If a line holds the word "point", copy it from the entries.

[Natural-language object grounding data]
====
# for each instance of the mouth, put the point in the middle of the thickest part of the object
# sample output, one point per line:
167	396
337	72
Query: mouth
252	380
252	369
====
RESPONSE TO THIS EXERCISE |
# for each instance of the mouth, put the point in the middle of the thickest part of the object
# sample output, one point per line:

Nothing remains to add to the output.